* Ziel der Übung *
In welcher Straße wohnen laut dem Ausgangstext zwei der vier Bandmitglieder?

* Ausgangstext *
········

Der Winter 1989/90 ist in Leipzig eine Zeit der Ungewissheit und der Umbrüche. Im Nebel der weiterhin über den Ring ziehenden Montagsdemonstrationen formiert sich mit der Neonaziszene eine für Andersdenkende und Autonome äußerst bedrohliche Bewegung. Für Menschen mit subkulturellem Interesse sowie alternativen Vorstellungen und Ideen bedeutet dies, sich selbst Freiräume schaffen zu müssen und Nischen zu suchen. Doch kleinere, alleinstehende Projekte und Treffpunkte der linken Szene sind schwer zu schützen, wenn sie zum Ziel der nahezu allnächtlichen Angriffe der Neonazis werden. Daher schließen sie sich im südlichen Stadtteil Connewitz zusammen, der eigentlich zum Abriss verurteilt ist. Hier werden ganze Straßenzüge besetzt und gegen die Anschläge von Neonazis gemeinsam verteidigt. Mit der Zeit spitzt sich die existenzielle Bedrohung der autonomen Szene weiter zu – die ehemalige Volkspolizei ist vom westlichen Staatsapparat übernommen und geschult worden, die CDU in den Leipziger Stadtrat eingezogen, die das Hauptproblem der Unruhen bei den Hausbesetzenden selbst sieht und es durch Räumung schnellstmöglich lösen will.
Ein Ohr geht verloren
Zwei Jahre vor der Wende hat sich eine Band gegründet, deren Lieder zur bezeichnenden Hintergrundmusik dieser Jahre werden.
Die vier Jugendfreunde, die sich aus der Schule und der Kirche kennen, beschließen nach einem Konzertbesuch im Mockauer Keller, eine eigene Band zu gründen, mit der Absicht, die an jenem Abend gehörte Musik selbst besser zu machen. Sie taufen sich Defloration des Ohres, woraus der Länge wegen schon bald Defloration oder auch nur Deflo wird. Im elterlichen Kohlenkeller richten sie sich einen – nach eigenen Bekundungen – legendären Proberaum ein und beginnen, im Stil ihrer musikalischen Vorbilder – Einstürzende Neubauten, Die Tödliche Doris und andere – erste Songs zu schreiben. Alsbald entwickelt sich der musikalische Stil in Richtung Punkrock und der bedrohliche politische Kontext, der auch für die Band omnipräsent ist, tritt textlich in den Vordergrund – zwei der vier Mitglieder wohnen in der Stockartstraße, dem Zentrum der Hausbesetzungen in Connewitz.

········

(Datensätze aus einer Datensammlung)
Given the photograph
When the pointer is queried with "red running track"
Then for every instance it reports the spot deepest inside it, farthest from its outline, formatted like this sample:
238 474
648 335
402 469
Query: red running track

········

* Ergebnis der Übung *
In der Stockartstraße in Connewitz.